* 対象テキスト
なお、指定ワードと候補文字列との一致率が既定値以上の場合に両者が一致すると判断するように構成されてもよく、その場合、既定値は低解像度スキャンの場合の方が高解像度スキャンの場合よりも低い値が採用される。指定ワードの文字数をXとすると、一致率は、X文字以上の候補文字列の中の連続するX文字分の文字列と指定ワードとが一致する度合いである。
【0037】
ところで、記憶媒体20には、異なる複数の指定ワードが記憶されうる。例えば第1の指定ワードと第2の指定ワードとが記憶されているとする。可能性が第1の値である第1の候補文字列と第1の指定ワードと一致し、可能性が第2の値である第2の候補文字列と第2の指定ワードとが一致する場合、プロセッサー10は、第1の値が第2の値よりも大きいことに応じて第1の指定ワードを画像データに含まれる指定ワードとして選択し、第2の値が第1の値よりも大きいことに応じて第2の指定ワードを画像データに含まれる指定ワードとして選択する。具体的には例えば、第1の指定ワードが「1年」であり、第2の指定ワードが「2年」である場合であって、画像データ内の対象の文字群が「1年」である可能性が、当該文字群が「2年」である可能性よりも大きい値である場合、プロセッサー10は可能性の数値が大きい「1年」の方を画像データに含まれる指定ワードとして選択する。一方、画像データ内の対象の文字群が「1年」である可能性が、当該文字群が「2年」である可能性よりも小さい値である場合、プロセッサー10は可能性の数値が大きい「2年」の方を画像データに含まれる指定ワードとして選択する。このように、可能性の高い候補文字列の方を選択することで、指定ワード抽出の失敗の可能性を低減できる。

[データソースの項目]
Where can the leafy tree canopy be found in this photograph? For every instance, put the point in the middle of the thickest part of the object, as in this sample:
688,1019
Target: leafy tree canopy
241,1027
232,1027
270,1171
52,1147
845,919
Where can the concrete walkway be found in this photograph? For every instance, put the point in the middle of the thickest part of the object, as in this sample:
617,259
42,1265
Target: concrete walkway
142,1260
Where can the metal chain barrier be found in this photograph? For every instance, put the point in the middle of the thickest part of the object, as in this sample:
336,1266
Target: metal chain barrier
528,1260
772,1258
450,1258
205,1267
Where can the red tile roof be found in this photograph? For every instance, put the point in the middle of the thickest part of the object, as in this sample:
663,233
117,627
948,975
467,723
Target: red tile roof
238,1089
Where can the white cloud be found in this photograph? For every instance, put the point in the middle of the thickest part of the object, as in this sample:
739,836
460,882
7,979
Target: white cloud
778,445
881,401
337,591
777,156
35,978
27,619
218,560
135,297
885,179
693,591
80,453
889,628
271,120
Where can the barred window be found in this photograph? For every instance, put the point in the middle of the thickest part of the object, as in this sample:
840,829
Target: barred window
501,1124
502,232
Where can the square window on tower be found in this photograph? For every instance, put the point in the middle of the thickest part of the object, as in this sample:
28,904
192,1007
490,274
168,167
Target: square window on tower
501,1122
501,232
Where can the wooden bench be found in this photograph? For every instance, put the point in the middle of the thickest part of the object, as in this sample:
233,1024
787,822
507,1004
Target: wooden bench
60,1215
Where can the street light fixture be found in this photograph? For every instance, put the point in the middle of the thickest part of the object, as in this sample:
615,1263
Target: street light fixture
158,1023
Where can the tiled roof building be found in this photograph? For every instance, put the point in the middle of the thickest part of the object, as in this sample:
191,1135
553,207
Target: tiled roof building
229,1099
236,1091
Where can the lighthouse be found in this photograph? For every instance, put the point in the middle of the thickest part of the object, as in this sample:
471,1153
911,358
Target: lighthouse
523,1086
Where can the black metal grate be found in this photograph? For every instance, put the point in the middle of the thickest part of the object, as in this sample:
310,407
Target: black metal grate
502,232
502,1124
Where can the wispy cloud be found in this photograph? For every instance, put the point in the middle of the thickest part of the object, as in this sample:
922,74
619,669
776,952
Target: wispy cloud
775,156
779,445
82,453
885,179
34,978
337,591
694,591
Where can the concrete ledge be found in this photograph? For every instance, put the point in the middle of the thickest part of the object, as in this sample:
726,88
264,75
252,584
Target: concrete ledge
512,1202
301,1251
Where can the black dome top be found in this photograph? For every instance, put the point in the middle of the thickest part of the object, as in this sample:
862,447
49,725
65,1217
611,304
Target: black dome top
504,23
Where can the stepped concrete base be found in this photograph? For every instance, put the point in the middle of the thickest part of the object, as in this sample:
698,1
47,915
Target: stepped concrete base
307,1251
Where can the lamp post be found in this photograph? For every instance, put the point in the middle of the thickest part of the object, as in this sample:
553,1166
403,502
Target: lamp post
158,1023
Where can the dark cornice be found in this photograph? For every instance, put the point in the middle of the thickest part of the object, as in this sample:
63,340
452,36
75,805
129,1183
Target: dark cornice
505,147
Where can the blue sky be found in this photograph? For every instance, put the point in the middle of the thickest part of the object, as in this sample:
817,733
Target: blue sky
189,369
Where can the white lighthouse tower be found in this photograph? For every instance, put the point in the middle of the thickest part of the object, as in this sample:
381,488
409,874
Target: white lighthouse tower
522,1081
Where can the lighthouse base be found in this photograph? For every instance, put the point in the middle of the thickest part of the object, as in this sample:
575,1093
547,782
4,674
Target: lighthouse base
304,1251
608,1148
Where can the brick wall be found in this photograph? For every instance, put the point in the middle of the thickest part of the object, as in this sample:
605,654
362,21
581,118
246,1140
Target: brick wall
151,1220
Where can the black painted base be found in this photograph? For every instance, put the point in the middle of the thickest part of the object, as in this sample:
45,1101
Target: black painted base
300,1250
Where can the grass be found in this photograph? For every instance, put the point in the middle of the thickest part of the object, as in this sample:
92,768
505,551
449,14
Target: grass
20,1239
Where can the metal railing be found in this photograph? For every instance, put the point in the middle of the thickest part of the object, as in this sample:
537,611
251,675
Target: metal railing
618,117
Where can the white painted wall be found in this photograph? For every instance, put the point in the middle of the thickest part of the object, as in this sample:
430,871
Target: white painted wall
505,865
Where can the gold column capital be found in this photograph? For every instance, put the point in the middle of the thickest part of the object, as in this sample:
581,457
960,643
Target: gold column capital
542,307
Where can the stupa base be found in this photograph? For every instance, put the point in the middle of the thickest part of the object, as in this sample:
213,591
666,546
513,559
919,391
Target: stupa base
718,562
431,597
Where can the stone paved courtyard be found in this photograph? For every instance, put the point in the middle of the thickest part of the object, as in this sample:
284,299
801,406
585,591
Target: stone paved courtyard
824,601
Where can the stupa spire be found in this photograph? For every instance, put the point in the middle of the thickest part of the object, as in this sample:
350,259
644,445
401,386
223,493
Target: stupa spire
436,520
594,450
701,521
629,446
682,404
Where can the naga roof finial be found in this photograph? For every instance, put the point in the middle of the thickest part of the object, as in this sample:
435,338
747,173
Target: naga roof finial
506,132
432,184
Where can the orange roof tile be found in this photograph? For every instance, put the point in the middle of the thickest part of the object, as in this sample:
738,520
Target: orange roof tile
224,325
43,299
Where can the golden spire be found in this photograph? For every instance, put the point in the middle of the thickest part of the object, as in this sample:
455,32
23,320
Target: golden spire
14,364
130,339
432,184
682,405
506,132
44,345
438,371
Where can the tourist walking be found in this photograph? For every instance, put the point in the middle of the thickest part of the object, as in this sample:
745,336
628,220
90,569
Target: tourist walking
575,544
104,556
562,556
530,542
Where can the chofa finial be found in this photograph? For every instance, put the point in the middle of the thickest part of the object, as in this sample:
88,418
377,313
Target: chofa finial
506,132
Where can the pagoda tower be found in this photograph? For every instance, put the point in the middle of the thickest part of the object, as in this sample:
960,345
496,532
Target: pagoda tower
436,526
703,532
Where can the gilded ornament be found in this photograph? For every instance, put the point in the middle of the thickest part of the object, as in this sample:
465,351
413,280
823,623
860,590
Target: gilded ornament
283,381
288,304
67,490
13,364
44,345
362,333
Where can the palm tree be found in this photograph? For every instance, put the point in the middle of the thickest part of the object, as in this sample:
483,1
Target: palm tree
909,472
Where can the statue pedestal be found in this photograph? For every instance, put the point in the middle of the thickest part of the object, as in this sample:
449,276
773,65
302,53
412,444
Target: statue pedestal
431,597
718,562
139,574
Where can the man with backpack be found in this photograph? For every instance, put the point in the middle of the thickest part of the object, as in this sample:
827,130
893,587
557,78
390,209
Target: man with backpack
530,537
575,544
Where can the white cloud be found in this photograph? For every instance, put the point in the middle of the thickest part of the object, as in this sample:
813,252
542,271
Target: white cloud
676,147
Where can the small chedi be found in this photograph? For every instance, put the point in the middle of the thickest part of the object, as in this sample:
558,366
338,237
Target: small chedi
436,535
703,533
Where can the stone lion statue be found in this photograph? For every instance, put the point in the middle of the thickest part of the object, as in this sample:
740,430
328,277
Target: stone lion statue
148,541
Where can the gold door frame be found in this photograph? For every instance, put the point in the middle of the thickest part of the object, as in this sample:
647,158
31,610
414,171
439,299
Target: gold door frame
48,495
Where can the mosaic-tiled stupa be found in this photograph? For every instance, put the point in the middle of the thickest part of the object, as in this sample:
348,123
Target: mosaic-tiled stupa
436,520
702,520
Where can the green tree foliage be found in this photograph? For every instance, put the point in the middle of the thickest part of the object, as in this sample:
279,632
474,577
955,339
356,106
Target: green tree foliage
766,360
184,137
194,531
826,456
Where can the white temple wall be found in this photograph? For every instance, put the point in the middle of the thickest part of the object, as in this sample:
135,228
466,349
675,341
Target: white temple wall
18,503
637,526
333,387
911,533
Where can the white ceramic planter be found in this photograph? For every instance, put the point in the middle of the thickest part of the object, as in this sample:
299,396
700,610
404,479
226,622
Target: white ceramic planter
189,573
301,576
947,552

...

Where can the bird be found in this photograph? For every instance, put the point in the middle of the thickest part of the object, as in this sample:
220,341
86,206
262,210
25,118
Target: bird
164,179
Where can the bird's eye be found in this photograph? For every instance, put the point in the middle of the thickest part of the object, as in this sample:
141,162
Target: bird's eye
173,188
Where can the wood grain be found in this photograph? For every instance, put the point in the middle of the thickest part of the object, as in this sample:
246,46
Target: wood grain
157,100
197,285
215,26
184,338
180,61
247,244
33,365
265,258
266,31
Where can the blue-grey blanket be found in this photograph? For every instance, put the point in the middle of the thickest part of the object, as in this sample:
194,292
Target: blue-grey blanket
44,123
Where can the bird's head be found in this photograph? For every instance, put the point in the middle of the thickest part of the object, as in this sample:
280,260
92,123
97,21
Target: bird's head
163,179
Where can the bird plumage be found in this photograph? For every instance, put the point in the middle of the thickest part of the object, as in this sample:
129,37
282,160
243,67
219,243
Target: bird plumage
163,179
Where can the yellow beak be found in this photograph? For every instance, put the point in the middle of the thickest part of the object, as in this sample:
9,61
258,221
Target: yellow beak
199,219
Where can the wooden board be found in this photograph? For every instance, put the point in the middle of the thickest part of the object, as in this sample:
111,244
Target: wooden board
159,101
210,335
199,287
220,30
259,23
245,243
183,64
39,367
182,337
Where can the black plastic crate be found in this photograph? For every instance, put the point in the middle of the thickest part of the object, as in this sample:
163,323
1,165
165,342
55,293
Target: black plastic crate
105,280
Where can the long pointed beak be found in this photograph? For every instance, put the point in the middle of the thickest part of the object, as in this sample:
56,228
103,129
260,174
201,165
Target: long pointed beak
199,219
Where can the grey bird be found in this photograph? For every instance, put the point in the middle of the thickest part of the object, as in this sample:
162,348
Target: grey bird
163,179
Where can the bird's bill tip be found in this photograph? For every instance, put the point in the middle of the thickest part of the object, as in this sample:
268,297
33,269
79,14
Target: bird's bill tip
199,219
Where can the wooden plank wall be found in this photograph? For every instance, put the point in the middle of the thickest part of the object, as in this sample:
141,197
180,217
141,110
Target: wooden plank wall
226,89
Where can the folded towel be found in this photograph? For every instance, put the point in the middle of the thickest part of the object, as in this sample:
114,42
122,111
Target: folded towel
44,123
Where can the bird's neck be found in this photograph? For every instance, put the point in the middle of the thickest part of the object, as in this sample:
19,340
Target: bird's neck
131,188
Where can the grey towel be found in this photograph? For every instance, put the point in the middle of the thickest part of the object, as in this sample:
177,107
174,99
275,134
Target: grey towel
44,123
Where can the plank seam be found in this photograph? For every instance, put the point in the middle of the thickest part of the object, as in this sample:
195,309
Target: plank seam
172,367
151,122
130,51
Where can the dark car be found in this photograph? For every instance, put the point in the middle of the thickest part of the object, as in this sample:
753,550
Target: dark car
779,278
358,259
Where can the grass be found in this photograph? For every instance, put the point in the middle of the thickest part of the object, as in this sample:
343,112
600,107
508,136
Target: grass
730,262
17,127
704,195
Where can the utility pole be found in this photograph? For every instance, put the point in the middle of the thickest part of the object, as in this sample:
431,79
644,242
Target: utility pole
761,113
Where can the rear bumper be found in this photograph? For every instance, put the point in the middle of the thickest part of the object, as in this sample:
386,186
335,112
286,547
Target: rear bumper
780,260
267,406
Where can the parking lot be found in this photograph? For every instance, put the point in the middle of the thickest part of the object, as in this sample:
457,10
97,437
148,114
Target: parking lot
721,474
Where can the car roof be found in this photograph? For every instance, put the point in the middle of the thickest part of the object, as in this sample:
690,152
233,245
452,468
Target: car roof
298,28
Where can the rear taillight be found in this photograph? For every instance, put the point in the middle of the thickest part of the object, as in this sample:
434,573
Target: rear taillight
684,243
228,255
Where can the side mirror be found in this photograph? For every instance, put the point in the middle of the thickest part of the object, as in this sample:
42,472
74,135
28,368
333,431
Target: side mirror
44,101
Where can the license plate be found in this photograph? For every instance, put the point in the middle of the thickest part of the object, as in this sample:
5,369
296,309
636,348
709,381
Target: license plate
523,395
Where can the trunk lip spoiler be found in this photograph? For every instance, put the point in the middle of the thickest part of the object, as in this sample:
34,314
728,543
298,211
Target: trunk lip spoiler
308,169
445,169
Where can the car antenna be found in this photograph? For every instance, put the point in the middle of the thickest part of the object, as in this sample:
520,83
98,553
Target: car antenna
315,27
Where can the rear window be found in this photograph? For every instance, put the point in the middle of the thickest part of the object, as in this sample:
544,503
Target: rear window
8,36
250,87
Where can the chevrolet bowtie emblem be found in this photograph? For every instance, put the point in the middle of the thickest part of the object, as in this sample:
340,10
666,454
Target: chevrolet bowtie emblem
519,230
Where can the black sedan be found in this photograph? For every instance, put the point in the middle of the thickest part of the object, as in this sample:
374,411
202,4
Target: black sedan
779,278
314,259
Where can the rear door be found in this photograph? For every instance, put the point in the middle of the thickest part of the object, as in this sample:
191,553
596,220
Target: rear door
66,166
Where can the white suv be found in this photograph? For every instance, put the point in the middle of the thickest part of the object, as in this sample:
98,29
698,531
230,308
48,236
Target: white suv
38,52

* 課題一覧
A. 指定ワードに関する文章のうち、「なお、指定ワードと候補文字列」から「ドとが一致する度合いである。」までをすべて、一字も変えずに複製せよ。
B. 指定ワードに関する文章に出てくる、「第1の」または「第2の」で始まる語句をすべて挙げよ。

* 解答
A.
なお、指定ワードと候補文字列との一致率が既定値以上の場合に両者が一致すると判断するように構成されてもよく、その場合、既定値は低解像度スキャンの場合の方が高解像度スキャンの場合よりも低い値が採用される。指定ワードの文字数をXとすると、一致率は、X文字以上の候補文字列の中の連続するX文字分の文字列と指定ワードとが一致する度合いである。

B.
第1の指定ワード
第2の指定ワード
第1の値
第1の候補文字列
第2の値
第2の候補文字列